Start Supplied data
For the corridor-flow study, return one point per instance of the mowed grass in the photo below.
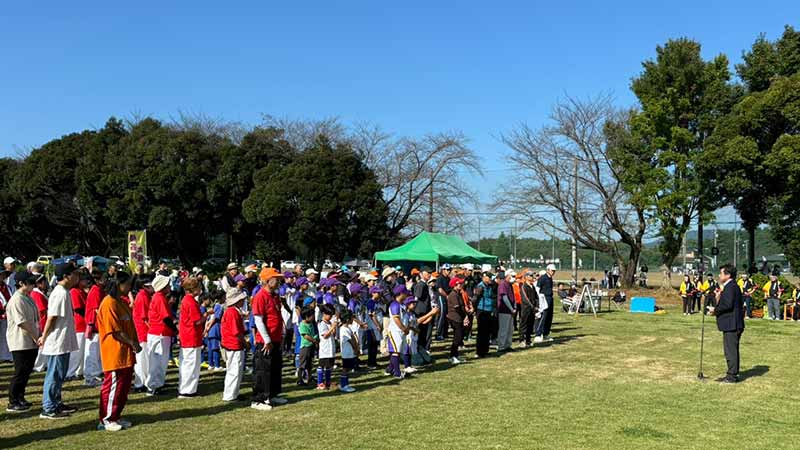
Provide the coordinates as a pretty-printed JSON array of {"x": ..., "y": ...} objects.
[{"x": 619, "y": 381}]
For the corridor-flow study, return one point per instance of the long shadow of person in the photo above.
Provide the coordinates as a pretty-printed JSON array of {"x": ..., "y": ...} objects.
[{"x": 755, "y": 371}]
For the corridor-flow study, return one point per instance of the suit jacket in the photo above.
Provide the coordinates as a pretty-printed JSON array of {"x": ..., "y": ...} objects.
[{"x": 730, "y": 309}]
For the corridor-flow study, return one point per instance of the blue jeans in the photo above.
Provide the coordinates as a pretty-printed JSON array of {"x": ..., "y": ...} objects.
[{"x": 56, "y": 374}]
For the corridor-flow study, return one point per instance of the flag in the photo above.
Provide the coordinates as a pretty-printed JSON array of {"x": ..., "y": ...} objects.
[{"x": 137, "y": 248}]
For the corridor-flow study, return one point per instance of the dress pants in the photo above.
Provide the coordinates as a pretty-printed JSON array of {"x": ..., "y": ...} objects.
[
  {"x": 505, "y": 331},
  {"x": 730, "y": 344}
]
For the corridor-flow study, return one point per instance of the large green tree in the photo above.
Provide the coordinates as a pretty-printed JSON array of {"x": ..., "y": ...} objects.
[
  {"x": 735, "y": 161},
  {"x": 323, "y": 203},
  {"x": 682, "y": 97}
]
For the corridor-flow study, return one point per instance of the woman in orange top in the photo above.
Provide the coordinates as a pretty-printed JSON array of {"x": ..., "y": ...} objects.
[{"x": 118, "y": 348}]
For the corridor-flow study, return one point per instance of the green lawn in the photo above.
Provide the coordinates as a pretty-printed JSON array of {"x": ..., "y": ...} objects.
[{"x": 619, "y": 381}]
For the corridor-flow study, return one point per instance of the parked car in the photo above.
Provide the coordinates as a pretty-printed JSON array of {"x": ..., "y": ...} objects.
[{"x": 45, "y": 260}]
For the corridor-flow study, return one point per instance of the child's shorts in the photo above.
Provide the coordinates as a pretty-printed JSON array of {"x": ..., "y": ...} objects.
[
  {"x": 306, "y": 356},
  {"x": 349, "y": 363}
]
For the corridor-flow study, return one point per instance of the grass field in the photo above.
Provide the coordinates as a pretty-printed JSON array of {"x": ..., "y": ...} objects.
[{"x": 619, "y": 381}]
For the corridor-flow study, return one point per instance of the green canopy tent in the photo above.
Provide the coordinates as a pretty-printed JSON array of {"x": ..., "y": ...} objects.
[{"x": 435, "y": 248}]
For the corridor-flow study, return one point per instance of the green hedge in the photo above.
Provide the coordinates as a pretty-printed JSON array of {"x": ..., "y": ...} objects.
[{"x": 758, "y": 297}]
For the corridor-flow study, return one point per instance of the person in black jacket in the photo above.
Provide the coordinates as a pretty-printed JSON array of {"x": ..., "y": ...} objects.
[{"x": 730, "y": 320}]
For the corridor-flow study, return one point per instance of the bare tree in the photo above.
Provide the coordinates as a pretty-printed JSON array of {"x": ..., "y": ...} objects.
[
  {"x": 567, "y": 167},
  {"x": 422, "y": 178}
]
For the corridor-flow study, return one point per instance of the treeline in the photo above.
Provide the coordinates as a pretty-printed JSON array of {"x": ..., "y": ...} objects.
[
  {"x": 531, "y": 248},
  {"x": 83, "y": 191}
]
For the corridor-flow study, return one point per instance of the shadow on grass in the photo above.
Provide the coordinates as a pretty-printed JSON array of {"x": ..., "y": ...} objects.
[{"x": 753, "y": 372}]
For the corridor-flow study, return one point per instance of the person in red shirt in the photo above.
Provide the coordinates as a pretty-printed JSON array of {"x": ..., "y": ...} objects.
[
  {"x": 190, "y": 333},
  {"x": 78, "y": 294},
  {"x": 141, "y": 310},
  {"x": 161, "y": 330},
  {"x": 39, "y": 296},
  {"x": 233, "y": 343},
  {"x": 267, "y": 361},
  {"x": 92, "y": 369}
]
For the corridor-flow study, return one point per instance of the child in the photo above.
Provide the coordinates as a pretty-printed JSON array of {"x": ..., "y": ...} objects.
[
  {"x": 349, "y": 345},
  {"x": 396, "y": 331},
  {"x": 309, "y": 340},
  {"x": 234, "y": 343},
  {"x": 327, "y": 335},
  {"x": 212, "y": 332},
  {"x": 374, "y": 333},
  {"x": 410, "y": 321}
]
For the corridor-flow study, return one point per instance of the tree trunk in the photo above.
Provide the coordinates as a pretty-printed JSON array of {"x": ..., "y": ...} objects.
[{"x": 629, "y": 269}]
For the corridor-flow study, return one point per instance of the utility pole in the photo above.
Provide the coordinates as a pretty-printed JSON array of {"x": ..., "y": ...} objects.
[
  {"x": 515, "y": 243},
  {"x": 575, "y": 220},
  {"x": 430, "y": 210},
  {"x": 700, "y": 238},
  {"x": 735, "y": 241},
  {"x": 479, "y": 233}
]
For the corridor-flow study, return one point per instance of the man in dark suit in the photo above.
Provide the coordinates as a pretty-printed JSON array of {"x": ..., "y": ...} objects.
[{"x": 730, "y": 319}]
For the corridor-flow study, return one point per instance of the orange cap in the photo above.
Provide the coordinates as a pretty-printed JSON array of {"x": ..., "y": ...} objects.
[{"x": 269, "y": 273}]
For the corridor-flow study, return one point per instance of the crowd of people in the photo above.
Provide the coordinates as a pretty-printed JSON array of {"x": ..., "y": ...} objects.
[
  {"x": 120, "y": 332},
  {"x": 698, "y": 293}
]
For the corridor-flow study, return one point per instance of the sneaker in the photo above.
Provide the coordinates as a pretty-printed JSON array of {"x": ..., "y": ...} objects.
End Supplied data
_Your objective_: Exclude the images, then output the data above word for word.

_In response_:
For the corridor-flow study, return one point per instance of the mowed grass in the photo below.
Provide the coordinates as a pretty-printed JSON array of {"x": ..., "y": ...} objects.
[{"x": 619, "y": 381}]
For the corridor-flow study, return one point per instance of the long shadow of person in the photo above.
Provide the coordinates as a pretty-printed JSON array of {"x": ..., "y": ...} objects.
[{"x": 755, "y": 371}]
For the corridor-flow study, return one point per instance of the suit jacket in the photo above.
Provide the coordinates as a pretty-printed JSON array of {"x": ..., "y": ...} objects.
[{"x": 730, "y": 309}]
For the corridor-flow study, return one point per instance of the blue jeans in the photo above.
Provide the coordinates as a pretty-printed JSON array of {"x": ..., "y": ...} objects.
[{"x": 56, "y": 374}]
For the corridor-flow study, return one point per instance of the flag in the photo above.
Provide the coordinates as a pretty-printed JSON array of {"x": ..., "y": ...} objects.
[{"x": 137, "y": 248}]
For the corridor-flow study, return one point per instance of the dress pants in the photo above.
Provide the coordinates as a pretty-printed JSON array of {"x": ..., "y": ...} objects.
[
  {"x": 505, "y": 331},
  {"x": 730, "y": 344}
]
For the corridor-flow study, return one point per instance of the large green tree in the photo above.
Provide the coordinates as a pretty-printed JSON array of {"x": ..., "y": ...} objects.
[
  {"x": 735, "y": 161},
  {"x": 323, "y": 203},
  {"x": 682, "y": 97}
]
For the corridor-flow study, return one point per instance of the woman in orange top in the photo above.
Provide the coordinates as a pretty-printed JSON array of {"x": ..., "y": ...} objects.
[{"x": 118, "y": 348}]
For the corridor-flow study, return one point per instance of the green lawn in the photo above.
Provide the coordinates as a pretty-printed JSON array of {"x": ..., "y": ...} objects.
[{"x": 619, "y": 381}]
For the corridor-flow study, return one point per instance of the parked car in the photo above.
Provide the coordinates as a pretty-printed JSON array of {"x": ..., "y": ...} objects.
[{"x": 45, "y": 260}]
For the corridor-flow study, return one point per instance of the child's shorts in the photo above.
Provide the coordinates as a pretty-printed JSON array of {"x": ..., "y": ...} objects.
[
  {"x": 306, "y": 356},
  {"x": 349, "y": 363}
]
For the corridor-flow study, return one point per instance of the grass field in the photo above.
Provide the coordinates as a pretty-printed JSON array of {"x": ..., "y": ...} objects.
[{"x": 619, "y": 381}]
For the corridor-flow study, return one point per instance of the green canopy tent in the photo above.
Provide the coordinates as a pretty-printed JSON array of {"x": ..., "y": ...} objects.
[{"x": 435, "y": 248}]
For the corridor-flow study, return one point per instance of the green hedge in the photo above.
Provide the coordinates as a pretty-printed JSON array of {"x": ..., "y": ...} objects.
[{"x": 758, "y": 297}]
For the corridor-flow study, return one point per instance of the person in black jacket in the photo above.
Provide the coordinates as a pretty-printed JSON array of {"x": ..., "y": ...} objects.
[{"x": 730, "y": 320}]
For the corridor-flow study, return one point per instance of the bare tree in the photo above.
Provide the coordinates as a pretty-printed JSON array of {"x": ..., "y": ...} objects.
[
  {"x": 567, "y": 167},
  {"x": 422, "y": 178}
]
For the corridor-flow study, return one point per instance of the treeline in the photo above.
Provide the coordinates as a pretty-printed JSON array of {"x": ..., "y": ...} objects.
[
  {"x": 531, "y": 248},
  {"x": 83, "y": 191}
]
For the corridor-flow study, return one point per instance of the shadow on grass in the photo above.
Provide the coordinates as a pretty-printed JSON array of {"x": ..., "y": ...} objects.
[{"x": 753, "y": 372}]
For the corridor-flow study, return one point per instance of the person in red shirt in the photo above.
Provide the coordinates as a pretty-printed JSON array of {"x": ..., "y": ...} objects.
[
  {"x": 190, "y": 333},
  {"x": 78, "y": 294},
  {"x": 141, "y": 310},
  {"x": 161, "y": 330},
  {"x": 39, "y": 296},
  {"x": 233, "y": 343},
  {"x": 267, "y": 361},
  {"x": 92, "y": 369}
]
For the corridor-flow study, return one point per instance of the child in the photo above.
Provide the coordinates as a pretty-printed JSON array of {"x": ..., "y": ...} objects.
[
  {"x": 349, "y": 345},
  {"x": 396, "y": 331},
  {"x": 309, "y": 340},
  {"x": 234, "y": 343},
  {"x": 327, "y": 335},
  {"x": 212, "y": 332},
  {"x": 374, "y": 333},
  {"x": 410, "y": 321}
]
For the corridor-flow study, return one point per instance of the tree trunk in the photo above.
Provide the coordinates as a pretty-printed JSON array of {"x": ..., "y": ...} objects.
[{"x": 629, "y": 269}]
For the corridor-flow study, return one point per instance of the utility pole in the photo above.
Provide the coordinates as a pretty-printed JSON array of {"x": ..., "y": ...} objects.
[
  {"x": 515, "y": 243},
  {"x": 575, "y": 220},
  {"x": 430, "y": 210},
  {"x": 700, "y": 238},
  {"x": 735, "y": 241},
  {"x": 479, "y": 233}
]
For the corridor-flow study, return one point per instance of the man in dark suit in the photo above.
Provide the coordinates as a pretty-printed JSON array of {"x": ..., "y": ...} objects.
[{"x": 730, "y": 319}]
For the corridor-flow study, return one point per instance of the orange cap in the photo above.
Provide the coordinates as a pretty-printed JSON array of {"x": ..., "y": ...} objects.
[{"x": 269, "y": 273}]
For the corridor-flow study, return one point per instance of the crowd of people in the photo above.
Provide the coordinates as a pretty-printed JSON array of {"x": ..., "y": ...} objects.
[
  {"x": 120, "y": 332},
  {"x": 698, "y": 293}
]
For the corridor-flow study, return one point per instance of the sneaker in the photo above.
Provide the coordinates as a pretty-printed JSON array of {"x": ..., "y": ...} objects.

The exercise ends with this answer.